HOW TO COMPLETE THIS TASK: Pictures aside, copy every record word for word.

Records from a data source
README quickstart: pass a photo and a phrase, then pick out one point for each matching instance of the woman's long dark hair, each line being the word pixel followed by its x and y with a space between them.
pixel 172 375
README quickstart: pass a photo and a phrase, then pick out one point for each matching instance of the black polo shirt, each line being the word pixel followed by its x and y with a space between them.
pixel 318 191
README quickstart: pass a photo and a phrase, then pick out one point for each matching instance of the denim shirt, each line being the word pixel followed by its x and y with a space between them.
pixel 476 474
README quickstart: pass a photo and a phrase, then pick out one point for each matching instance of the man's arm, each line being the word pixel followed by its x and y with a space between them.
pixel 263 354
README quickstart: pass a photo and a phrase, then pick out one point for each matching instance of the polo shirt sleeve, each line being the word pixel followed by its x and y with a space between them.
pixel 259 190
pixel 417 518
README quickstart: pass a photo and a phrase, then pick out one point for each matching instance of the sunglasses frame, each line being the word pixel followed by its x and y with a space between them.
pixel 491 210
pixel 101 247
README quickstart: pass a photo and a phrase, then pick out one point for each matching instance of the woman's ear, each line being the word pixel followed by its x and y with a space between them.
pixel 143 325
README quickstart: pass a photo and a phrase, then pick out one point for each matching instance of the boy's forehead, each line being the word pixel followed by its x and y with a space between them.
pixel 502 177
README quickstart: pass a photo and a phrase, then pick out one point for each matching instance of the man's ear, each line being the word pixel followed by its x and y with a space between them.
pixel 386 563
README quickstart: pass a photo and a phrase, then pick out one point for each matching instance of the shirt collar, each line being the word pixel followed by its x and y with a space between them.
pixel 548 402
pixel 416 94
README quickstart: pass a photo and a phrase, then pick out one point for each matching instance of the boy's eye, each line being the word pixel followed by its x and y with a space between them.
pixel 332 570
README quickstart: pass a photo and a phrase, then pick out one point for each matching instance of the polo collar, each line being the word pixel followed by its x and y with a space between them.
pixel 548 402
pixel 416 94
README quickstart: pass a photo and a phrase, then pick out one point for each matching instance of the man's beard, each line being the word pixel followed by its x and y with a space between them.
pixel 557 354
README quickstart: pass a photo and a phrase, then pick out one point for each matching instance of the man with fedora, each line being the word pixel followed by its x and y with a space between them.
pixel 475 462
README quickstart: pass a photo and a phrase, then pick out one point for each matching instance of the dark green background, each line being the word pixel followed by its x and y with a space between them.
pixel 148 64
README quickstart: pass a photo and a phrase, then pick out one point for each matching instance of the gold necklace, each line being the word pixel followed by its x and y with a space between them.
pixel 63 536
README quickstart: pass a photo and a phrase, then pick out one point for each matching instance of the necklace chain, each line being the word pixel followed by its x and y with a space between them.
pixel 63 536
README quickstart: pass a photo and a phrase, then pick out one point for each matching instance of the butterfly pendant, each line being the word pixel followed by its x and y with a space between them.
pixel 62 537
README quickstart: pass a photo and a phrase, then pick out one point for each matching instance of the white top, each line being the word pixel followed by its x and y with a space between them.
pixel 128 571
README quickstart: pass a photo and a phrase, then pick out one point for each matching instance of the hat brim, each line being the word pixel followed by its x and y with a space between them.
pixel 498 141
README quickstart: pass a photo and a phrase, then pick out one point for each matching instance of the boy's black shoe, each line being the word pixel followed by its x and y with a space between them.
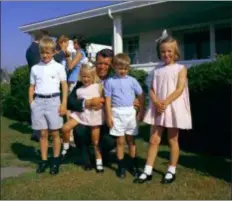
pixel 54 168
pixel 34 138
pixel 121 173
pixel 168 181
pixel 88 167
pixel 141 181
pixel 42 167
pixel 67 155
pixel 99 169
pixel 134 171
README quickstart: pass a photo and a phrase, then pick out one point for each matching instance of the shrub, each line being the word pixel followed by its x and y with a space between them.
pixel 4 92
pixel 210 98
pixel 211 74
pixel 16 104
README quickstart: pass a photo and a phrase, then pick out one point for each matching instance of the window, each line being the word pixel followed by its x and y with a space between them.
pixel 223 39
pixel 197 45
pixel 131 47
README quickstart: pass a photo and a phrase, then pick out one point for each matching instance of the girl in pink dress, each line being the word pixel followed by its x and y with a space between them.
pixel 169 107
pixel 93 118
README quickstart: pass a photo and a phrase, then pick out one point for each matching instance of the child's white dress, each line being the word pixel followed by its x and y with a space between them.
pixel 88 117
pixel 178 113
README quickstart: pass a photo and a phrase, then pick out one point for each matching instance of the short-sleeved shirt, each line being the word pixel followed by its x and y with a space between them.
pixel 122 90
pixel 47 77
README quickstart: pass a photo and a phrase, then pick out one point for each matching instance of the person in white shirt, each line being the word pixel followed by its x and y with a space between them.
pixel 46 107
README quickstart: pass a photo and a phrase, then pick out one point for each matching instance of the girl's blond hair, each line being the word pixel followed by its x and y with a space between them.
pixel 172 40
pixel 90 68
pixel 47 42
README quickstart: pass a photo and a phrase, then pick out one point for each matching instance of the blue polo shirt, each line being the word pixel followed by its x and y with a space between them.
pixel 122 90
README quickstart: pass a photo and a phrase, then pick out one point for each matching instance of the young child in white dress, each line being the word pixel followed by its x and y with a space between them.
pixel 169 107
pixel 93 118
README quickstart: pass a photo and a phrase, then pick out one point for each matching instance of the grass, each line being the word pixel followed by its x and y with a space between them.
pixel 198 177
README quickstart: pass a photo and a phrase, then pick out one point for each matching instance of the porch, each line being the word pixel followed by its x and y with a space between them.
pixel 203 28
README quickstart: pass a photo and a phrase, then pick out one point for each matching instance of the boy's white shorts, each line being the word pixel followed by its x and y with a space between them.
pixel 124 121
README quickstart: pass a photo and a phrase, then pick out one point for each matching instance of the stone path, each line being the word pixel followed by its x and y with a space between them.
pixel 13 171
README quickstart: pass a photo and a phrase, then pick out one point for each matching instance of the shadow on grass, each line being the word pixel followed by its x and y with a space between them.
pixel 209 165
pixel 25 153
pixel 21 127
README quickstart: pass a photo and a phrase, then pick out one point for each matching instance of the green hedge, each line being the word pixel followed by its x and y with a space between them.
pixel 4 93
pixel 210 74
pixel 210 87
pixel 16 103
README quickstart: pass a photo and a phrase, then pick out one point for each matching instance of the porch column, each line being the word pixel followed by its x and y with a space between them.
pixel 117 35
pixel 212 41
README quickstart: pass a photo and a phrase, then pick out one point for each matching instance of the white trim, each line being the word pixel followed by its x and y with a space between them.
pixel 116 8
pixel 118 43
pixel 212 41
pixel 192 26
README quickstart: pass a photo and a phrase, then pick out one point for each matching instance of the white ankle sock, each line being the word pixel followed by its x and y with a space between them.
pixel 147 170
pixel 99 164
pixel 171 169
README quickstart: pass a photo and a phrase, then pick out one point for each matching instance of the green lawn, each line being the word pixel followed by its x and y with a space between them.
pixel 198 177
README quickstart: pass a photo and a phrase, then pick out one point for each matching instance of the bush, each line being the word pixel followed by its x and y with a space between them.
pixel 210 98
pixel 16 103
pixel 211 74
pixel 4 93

FINISHED TASK:
README quickstart: pass a photo and a phrase, then pick out one point for each matching instance of the woman's long dark hair, each line being the word pixel followed by its x and y with a space between them.
pixel 172 375
README quickstart: pass a photo and a phrase, then pick out one point for each matching instance of the black polo shirt, each line being the word pixel followed by its x and y with a space between them.
pixel 318 191
README quickstart: pass a photo and a phrase, then pick out one point for each matching instance of the denim shirt, each line being the word pixel followed by its x and y with a space between them.
pixel 476 474
README quickstart: pass a photo and a phrase, then pick out one point for each matching instance of the man's arm, each line being the word pixel followed by its x and y with a space between them.
pixel 263 354
README quickstart: pass a photo and a phrase, then pick out one point for each matching instance of the polo shirt sleeve, each line being the word pixel followed by its x and y with a space between them.
pixel 259 190
pixel 417 518
README quickstart: pass a photo and a phrase, then pick out one point for each matching instance of the sunglasses frame, each line being the word pixel followed by its x and y with a space between them.
pixel 491 210
pixel 101 247
README quickstart: pass a photo and a phrase, then pick out one point for each matching instance of the woman's ear, each line being the word pixel followed by its x and y with a space between them.
pixel 143 325
README quickstart: pass a photo and a phrase, then pick out one point for each matching instance of the boy's forehead, each line being the word pixel followed by its x and y with a space between them.
pixel 502 177
README quickstart: pass a photo and a phrase, then pick out one point for each matching instance of the man's ear, each line being the word pixel followed by its x and y with a space between them.
pixel 386 563
README quickstart: pass a photo and a phrase, then pick out one point for each matching instance of the shirt collar, each line being the word pixel followed by its x and y with a space between them.
pixel 548 402
pixel 416 94
README quickstart: pass a photo and a phrase, then pick out one point for each matching instance of the boy's eye, each line being the word pixel followed by its x and y with a space between them.
pixel 332 570
README quickstart: pass a photo and a phrase, then pick out one point for each matching instance of the polo collar, each line being the word pixel followed by its x and y with a space between them.
pixel 548 402
pixel 416 94
README quickstart: pass a photo and a phrase, then pick out one point for each matching instance of the man's beard, each line being the word pixel followed by its x and y with a space between them.
pixel 557 354
README quickstart: pass a photo and a phrase, then pick out one point for each matching instance of the man with fedora, each line being the word pixel followed by its x and y with a space between them.
pixel 475 462
README quickstart: pass a photo and a phrase, then pick out one point for each matching instance of the dark green background, each line being the word pixel followed by its x and y with a space between them.
pixel 148 64
README quickstart: pass a photo and a phrase, then pick out one point for each matching instance of the gold necklace, each line being the word pixel followed by its x and y with a space between them.
pixel 63 536
README quickstart: pass a photo and a phrase, then pick out one point for each matching instance of the necklace chain, each line being the word pixel followed by its x and y with a space between them.
pixel 63 536
README quickstart: pass a photo and a phrase, then pick out one point for each matching instance of the butterfly pendant, each line being the word pixel followed by its x and y with a space between them.
pixel 62 537
README quickstart: pass a photo and a phrase, then pick out one point for each matching instance of the white top, each line being the word pixel followed by its x and y with a space between them.
pixel 128 571
README quickstart: pass a photo and a phrase, then pick out one point for each matching instance of the hat brim, each line being the word pixel followed by its x and y with a space between them.
pixel 498 141
README quickstart: pass a photo and a phrase, then pick out one point for each matching instance of the boy's black shoe, each line being the word pixel followed by its x and y with a space between them.
pixel 54 168
pixel 34 138
pixel 121 173
pixel 168 181
pixel 88 167
pixel 141 181
pixel 42 167
pixel 67 155
pixel 99 169
pixel 134 171
README quickstart: pass a photo and a phrase, then pick out one point for each matching instance of the shrub, each line being the word pixel followed by its x and y with a space between them.
pixel 4 92
pixel 210 98
pixel 211 74
pixel 16 104
README quickstart: pass a photo and a phrase, then pick out one point for each matching instance of the window, each line being the word pixel followed by its x and y with a space between them.
pixel 223 39
pixel 197 45
pixel 131 47
README quickstart: pass a photo and a phrase, then pick out one point for each matching instance of the girl in pink dress, each line being the word pixel followed by its x and y with a space between them.
pixel 169 107
pixel 93 118
README quickstart: pass a photo and a phrase, then pick out one point for each matching instance of the child's white dress, each line being the word pixel followed by its x and y with a space between them.
pixel 88 117
pixel 178 113
README quickstart: pass a photo and a phrase, then pick out one point for each matching instance of the short-sleeved shirt, each line being the word pixel followed by its x and y with a space between them.
pixel 122 90
pixel 47 77
README quickstart: pass a photo and a phrase, then pick out one point for each matching instance of the person in white shirt, each line being the word pixel followed by its x and y with a space between them.
pixel 46 107
README quickstart: pass a photo and a phrase, then pick out one point for each matching instance of the girl's blond hair, each line being the word pixel followed by its x and y with a space between them.
pixel 172 40
pixel 90 68
pixel 47 42
README quickstart: pass a photo and a phrase, then pick out one point for each matching instance of the blue polo shirt, each line being the word pixel followed by its x and y with a space between them.
pixel 122 90
README quickstart: pass a photo and a phrase, then pick out one point for each matching instance of the young child in white dress, each line being the word pixel followed by its x and y with a space between them.
pixel 169 107
pixel 93 118
README quickstart: pass a photo and a phrase, then pick out one point for each matching instance of the grass, each line being the word pixel followed by its x and y with a space between them.
pixel 198 177
README quickstart: pass a photo and a phrase, then pick out one point for each matching instance of the porch, each line being the word pixel followed by its x and y with a space between them.
pixel 203 28
README quickstart: pass a photo and a phrase, then pick out one point for each matching instance of the boy's white shorts, each line being the word pixel followed by its x and y with a space between them.
pixel 124 121
README quickstart: pass a photo and a phrase, then pick out one point for each matching instance of the stone path, each line being the word pixel followed by its x and y with a space between them.
pixel 13 171
README quickstart: pass a photo and a phrase, then pick out one point for each matching instance of the shadow on grass, each line being the word pixel followed by its x and y with a space between them.
pixel 209 165
pixel 25 153
pixel 21 127
README quickstart: pass a photo and a phrase, then pick out one point for each matching instance of the green hedge, each line being the word pixel followed by its x and y with a space between them.
pixel 4 93
pixel 210 74
pixel 210 87
pixel 16 103
README quickstart: pass a photo and a phrase, then pick out one point for each matching instance of the porch column, each line being the word pixel followed by its x and y with a space between them.
pixel 117 35
pixel 212 41
README quickstart: pass a photo and a phrase, then pick out one point for each matching instance of the white trim, each line being the word pixel followed by its x and y with a space between them.
pixel 116 8
pixel 118 43
pixel 212 41
pixel 192 26
README quickstart: pass a photo and a phrase, then pick out one point for each matching instance of the white ankle sock, each line being the word pixel followed by its x and y with a space between them.
pixel 147 170
pixel 99 164
pixel 171 169
README quickstart: pass a photo and a phrase, then pick out one point for each matching instance of the green lawn, each line being the word pixel followed by its x and y with a space between them.
pixel 198 177
README quickstart: pass a photo and a phrase, then pick out one point for each matching instance of the bush, each line being the word pixel followed by its x and y with a space between them.
pixel 210 98
pixel 16 103
pixel 211 74
pixel 4 93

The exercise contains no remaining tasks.